Records from a data source
· · · · · · ·

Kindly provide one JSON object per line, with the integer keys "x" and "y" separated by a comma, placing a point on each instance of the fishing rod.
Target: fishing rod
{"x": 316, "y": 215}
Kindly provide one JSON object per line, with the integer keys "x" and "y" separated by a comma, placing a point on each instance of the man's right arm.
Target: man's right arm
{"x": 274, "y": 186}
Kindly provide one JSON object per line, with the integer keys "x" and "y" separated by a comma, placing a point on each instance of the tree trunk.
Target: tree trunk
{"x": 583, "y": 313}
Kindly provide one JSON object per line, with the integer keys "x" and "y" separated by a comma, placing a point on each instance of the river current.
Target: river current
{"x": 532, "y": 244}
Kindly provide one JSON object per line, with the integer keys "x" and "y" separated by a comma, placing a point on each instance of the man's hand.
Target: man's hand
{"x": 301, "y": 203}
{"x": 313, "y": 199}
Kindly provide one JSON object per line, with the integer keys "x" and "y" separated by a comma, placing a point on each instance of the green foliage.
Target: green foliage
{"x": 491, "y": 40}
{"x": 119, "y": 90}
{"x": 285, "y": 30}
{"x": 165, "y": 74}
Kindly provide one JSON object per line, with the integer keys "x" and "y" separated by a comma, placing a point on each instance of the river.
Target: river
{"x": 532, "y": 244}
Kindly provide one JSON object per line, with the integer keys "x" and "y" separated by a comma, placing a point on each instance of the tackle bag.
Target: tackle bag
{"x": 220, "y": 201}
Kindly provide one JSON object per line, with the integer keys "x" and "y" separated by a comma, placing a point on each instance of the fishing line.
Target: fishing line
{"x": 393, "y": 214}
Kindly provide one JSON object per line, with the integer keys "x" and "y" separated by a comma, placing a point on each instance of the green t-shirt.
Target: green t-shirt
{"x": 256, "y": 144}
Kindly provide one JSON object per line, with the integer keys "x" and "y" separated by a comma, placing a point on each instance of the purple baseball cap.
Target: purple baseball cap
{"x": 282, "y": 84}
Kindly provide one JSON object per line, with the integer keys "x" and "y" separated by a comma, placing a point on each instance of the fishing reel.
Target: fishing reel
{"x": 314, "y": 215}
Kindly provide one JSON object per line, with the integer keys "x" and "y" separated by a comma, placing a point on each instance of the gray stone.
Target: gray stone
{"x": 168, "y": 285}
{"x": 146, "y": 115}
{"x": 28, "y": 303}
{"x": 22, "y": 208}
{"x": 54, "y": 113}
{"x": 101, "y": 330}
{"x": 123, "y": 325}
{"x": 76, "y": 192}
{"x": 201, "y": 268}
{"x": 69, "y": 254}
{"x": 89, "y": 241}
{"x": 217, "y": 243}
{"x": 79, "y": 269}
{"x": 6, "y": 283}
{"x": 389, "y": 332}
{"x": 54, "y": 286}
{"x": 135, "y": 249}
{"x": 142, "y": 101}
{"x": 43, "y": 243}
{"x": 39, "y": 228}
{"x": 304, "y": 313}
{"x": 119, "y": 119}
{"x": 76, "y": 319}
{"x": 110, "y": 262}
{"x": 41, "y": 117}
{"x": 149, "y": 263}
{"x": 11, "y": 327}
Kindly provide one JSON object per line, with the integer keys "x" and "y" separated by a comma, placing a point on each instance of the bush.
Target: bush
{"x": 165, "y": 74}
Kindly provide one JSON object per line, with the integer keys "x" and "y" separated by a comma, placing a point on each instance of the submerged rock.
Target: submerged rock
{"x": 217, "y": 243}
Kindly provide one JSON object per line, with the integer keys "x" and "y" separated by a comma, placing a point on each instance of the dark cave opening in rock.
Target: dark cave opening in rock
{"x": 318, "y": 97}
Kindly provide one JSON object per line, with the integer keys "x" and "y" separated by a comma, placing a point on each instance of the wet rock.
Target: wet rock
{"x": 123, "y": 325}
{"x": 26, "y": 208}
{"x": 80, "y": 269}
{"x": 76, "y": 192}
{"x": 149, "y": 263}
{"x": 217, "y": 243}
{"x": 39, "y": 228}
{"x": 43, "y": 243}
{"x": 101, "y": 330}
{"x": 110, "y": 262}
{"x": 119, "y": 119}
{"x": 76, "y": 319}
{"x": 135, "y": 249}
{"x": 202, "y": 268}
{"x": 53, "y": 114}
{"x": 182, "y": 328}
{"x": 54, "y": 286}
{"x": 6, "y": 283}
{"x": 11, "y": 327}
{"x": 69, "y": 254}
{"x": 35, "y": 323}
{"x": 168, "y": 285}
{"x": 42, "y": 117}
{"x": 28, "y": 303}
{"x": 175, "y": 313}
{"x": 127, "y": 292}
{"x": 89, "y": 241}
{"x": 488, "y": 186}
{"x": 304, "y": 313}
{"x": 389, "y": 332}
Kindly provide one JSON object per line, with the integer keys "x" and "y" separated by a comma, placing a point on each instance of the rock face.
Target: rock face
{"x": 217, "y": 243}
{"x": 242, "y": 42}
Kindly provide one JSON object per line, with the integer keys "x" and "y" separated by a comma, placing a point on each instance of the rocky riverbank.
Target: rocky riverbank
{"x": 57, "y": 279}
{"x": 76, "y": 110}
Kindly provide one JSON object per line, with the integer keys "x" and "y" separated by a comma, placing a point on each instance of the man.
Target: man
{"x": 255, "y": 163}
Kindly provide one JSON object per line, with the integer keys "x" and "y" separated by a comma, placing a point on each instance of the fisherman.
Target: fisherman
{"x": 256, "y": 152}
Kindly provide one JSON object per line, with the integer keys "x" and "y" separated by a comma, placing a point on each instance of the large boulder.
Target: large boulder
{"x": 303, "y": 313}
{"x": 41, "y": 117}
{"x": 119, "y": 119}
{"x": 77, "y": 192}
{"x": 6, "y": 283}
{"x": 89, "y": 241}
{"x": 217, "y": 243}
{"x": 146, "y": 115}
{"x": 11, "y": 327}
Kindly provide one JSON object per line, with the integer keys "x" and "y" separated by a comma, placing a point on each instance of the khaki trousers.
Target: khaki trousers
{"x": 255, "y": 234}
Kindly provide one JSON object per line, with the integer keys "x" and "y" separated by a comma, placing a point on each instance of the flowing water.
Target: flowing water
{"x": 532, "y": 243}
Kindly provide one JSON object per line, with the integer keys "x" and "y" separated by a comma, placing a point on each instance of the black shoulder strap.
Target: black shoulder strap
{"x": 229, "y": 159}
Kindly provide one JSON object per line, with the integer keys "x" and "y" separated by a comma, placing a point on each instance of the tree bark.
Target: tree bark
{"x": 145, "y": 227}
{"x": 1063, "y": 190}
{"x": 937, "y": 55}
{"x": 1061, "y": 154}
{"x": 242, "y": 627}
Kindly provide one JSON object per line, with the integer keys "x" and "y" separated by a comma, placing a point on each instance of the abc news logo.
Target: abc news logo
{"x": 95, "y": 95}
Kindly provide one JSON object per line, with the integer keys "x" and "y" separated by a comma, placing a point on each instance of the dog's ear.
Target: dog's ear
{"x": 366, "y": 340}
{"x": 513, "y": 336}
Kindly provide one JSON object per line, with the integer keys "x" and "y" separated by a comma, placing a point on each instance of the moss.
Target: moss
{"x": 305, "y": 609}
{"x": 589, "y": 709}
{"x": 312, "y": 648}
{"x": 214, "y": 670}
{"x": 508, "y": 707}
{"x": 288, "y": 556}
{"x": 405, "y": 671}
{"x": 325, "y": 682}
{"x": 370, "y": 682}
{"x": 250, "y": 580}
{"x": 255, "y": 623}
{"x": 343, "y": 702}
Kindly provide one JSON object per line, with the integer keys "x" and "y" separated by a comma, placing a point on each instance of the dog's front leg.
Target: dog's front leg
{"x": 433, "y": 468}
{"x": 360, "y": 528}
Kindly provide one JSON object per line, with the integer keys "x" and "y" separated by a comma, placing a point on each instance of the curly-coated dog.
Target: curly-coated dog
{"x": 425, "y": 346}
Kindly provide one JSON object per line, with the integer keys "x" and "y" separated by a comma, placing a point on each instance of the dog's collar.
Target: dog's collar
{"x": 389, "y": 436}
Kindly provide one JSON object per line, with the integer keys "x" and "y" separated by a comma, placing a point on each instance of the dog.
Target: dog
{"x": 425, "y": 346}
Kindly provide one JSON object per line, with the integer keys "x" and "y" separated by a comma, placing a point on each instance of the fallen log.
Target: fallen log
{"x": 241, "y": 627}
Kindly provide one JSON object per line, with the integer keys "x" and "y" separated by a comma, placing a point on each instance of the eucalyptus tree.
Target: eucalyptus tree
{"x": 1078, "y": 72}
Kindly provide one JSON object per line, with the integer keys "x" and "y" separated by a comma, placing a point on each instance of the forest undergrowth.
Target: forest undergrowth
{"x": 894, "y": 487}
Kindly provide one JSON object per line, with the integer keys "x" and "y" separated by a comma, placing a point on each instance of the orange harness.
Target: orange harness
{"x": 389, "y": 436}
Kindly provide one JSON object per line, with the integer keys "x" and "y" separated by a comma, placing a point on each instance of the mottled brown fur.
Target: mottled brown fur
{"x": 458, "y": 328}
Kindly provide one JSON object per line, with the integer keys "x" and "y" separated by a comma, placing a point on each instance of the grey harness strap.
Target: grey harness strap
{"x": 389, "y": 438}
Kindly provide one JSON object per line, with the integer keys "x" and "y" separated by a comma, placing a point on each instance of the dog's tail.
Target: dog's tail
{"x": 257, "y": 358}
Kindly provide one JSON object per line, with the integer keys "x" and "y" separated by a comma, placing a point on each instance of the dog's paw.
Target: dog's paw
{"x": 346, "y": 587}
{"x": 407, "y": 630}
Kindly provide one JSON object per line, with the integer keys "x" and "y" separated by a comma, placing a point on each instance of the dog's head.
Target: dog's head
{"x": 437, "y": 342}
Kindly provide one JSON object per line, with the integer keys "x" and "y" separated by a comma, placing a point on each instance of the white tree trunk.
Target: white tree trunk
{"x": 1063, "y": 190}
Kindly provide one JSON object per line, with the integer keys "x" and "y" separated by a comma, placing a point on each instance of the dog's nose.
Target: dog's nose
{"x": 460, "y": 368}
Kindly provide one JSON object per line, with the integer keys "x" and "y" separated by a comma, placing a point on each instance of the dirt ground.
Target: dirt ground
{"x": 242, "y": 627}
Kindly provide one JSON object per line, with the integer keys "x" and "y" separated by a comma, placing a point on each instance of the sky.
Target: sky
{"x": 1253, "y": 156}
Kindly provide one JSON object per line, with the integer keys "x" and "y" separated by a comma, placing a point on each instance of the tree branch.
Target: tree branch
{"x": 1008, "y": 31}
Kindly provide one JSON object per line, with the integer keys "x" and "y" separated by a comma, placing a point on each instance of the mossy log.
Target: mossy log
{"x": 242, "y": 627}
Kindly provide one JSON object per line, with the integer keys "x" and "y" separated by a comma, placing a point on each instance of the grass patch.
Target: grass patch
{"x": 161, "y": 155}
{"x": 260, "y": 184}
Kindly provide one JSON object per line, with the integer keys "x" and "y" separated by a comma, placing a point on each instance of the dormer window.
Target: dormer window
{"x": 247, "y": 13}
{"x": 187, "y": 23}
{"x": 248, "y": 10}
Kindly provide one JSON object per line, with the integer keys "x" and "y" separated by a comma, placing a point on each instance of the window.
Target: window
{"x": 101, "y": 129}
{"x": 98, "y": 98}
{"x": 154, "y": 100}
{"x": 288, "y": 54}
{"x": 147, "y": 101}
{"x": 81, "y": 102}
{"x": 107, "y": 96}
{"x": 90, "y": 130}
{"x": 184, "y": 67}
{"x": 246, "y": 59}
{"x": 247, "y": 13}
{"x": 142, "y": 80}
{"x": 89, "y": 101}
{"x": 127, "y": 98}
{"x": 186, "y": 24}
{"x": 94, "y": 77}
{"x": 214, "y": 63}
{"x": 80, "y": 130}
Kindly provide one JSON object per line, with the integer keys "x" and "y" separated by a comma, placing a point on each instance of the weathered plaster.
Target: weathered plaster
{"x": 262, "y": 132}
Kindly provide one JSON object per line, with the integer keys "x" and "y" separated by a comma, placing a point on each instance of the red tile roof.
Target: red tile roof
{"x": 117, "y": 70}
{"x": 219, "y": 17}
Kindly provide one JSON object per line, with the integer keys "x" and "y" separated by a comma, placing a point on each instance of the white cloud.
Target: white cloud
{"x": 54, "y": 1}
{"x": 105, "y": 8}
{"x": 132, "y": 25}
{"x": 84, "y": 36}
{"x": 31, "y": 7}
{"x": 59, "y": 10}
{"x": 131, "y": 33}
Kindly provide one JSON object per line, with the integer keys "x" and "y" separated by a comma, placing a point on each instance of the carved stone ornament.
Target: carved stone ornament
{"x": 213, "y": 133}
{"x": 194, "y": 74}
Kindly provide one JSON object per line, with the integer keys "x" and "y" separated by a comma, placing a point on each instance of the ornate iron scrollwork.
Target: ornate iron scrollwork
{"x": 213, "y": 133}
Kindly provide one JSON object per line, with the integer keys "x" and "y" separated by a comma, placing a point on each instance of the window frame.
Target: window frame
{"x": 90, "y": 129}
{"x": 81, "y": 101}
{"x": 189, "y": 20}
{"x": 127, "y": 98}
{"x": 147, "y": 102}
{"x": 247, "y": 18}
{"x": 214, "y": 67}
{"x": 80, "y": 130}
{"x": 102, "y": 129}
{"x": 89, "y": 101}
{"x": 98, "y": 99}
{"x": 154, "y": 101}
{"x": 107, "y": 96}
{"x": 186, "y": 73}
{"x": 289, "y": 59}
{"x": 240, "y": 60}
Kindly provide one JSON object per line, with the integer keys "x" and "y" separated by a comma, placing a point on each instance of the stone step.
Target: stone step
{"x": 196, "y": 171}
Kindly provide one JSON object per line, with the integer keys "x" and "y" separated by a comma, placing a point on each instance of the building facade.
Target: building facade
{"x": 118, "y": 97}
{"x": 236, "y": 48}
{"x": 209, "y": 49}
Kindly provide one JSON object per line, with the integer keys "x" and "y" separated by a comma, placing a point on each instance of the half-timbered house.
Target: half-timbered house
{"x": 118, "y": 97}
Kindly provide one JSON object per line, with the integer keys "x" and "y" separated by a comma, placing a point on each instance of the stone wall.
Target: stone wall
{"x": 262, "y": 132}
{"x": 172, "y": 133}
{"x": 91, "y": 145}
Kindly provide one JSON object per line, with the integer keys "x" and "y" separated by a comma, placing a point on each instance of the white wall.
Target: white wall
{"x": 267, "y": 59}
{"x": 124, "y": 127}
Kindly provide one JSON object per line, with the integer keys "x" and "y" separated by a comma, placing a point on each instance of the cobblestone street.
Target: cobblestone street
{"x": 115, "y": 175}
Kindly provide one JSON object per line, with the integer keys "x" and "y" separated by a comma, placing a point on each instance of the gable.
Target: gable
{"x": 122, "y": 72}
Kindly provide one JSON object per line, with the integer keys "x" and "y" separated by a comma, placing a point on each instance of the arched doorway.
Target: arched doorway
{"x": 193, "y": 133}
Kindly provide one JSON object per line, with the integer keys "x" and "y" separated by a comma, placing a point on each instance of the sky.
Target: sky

· · · · · · ·

▸ Task details:
Take the line with "the stone wall." and all lines after it through the end of the records, and write them out exactly; include nothing else.

▸ Solution below:
Kindly provide one JSON object per line, with the integer keys "x" and "y" separated by a comma, placing a point on each instance of the stone wall.
Target: stone wall
{"x": 262, "y": 132}
{"x": 172, "y": 133}
{"x": 91, "y": 145}
Kindly provide one JSON object per line, with the integer keys "x" and "y" separated by a comma, placing a point on each instance of the white wall.
Target: white wall
{"x": 267, "y": 59}
{"x": 124, "y": 127}
Kindly provide one JSON object per line, with the integer keys "x" and "y" separated by a comma, placing a point on each instance of the cobblestone street.
Target: cobblestone street
{"x": 115, "y": 175}
Kindly provide one JSON object per line, with the integer keys "x" and "y" separated by a comma, placing a point on each instance of the gable.
Target: gable
{"x": 122, "y": 72}
Kindly provide one JSON object per line, with the integer keys "x" and "y" separated by a comma, placing a point on each instance of the arched doorway.
Target: arched doorway
{"x": 193, "y": 133}
Kindly provide one JSON object per line, with the integer keys "x" and "y" separated by a comma, placing a point on each instance of the sky.
Target: sky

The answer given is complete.